(Written problem): From the material below, copy every line that contains the string "white". Case counts.

*** Excerpted records

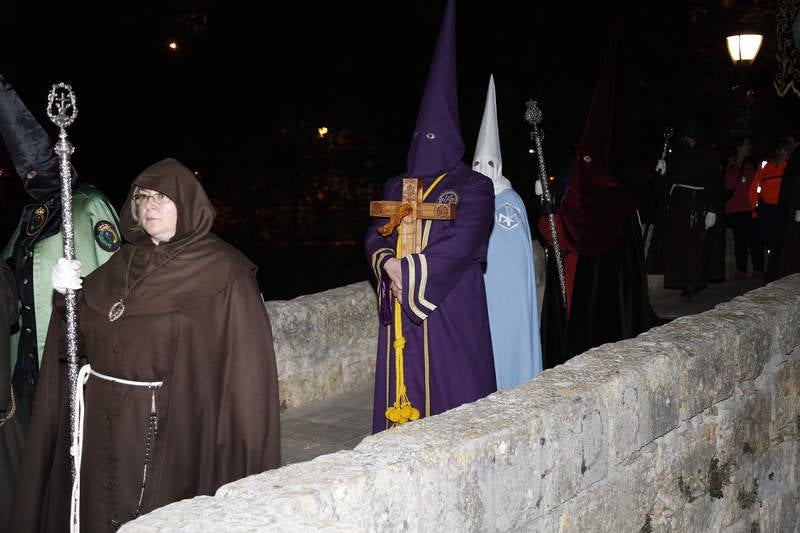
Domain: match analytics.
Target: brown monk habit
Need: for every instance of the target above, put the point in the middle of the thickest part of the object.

******
*** Excerpted records

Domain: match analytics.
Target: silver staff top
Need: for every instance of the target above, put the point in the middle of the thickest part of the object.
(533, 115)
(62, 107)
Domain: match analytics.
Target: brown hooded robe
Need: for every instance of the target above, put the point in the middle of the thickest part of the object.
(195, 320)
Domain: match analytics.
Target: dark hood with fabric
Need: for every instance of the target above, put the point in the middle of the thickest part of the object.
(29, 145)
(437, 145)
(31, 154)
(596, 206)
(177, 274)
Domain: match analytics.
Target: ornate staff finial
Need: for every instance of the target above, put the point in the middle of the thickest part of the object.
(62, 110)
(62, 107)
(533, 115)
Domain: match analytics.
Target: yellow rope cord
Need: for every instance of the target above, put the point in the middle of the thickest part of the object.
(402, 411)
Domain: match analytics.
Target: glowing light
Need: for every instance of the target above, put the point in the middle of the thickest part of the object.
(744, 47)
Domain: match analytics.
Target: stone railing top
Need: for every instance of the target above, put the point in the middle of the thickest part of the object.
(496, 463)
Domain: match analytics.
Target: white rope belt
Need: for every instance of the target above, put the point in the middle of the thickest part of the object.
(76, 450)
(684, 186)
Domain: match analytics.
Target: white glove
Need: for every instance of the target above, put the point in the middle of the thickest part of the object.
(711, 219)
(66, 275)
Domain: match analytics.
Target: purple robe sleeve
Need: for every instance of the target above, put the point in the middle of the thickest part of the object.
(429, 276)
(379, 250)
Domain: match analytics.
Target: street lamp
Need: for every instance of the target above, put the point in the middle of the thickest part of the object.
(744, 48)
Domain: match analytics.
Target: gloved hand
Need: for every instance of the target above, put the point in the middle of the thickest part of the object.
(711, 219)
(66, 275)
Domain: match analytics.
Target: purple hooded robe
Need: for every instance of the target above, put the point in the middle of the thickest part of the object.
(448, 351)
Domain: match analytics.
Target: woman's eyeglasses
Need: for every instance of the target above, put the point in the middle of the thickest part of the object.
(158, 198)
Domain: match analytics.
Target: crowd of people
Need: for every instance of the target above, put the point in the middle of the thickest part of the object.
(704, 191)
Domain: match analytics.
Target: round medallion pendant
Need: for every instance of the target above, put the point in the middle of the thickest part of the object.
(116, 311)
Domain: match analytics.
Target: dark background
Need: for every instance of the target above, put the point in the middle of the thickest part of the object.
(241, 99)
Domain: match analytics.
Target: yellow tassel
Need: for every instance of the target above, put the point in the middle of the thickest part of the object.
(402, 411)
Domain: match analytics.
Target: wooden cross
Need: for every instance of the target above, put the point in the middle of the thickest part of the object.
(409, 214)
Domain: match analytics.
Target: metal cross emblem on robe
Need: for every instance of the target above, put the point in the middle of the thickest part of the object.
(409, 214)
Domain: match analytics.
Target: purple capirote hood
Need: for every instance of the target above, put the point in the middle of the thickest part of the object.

******

(The result):
Target: white rope belt
Target: white glove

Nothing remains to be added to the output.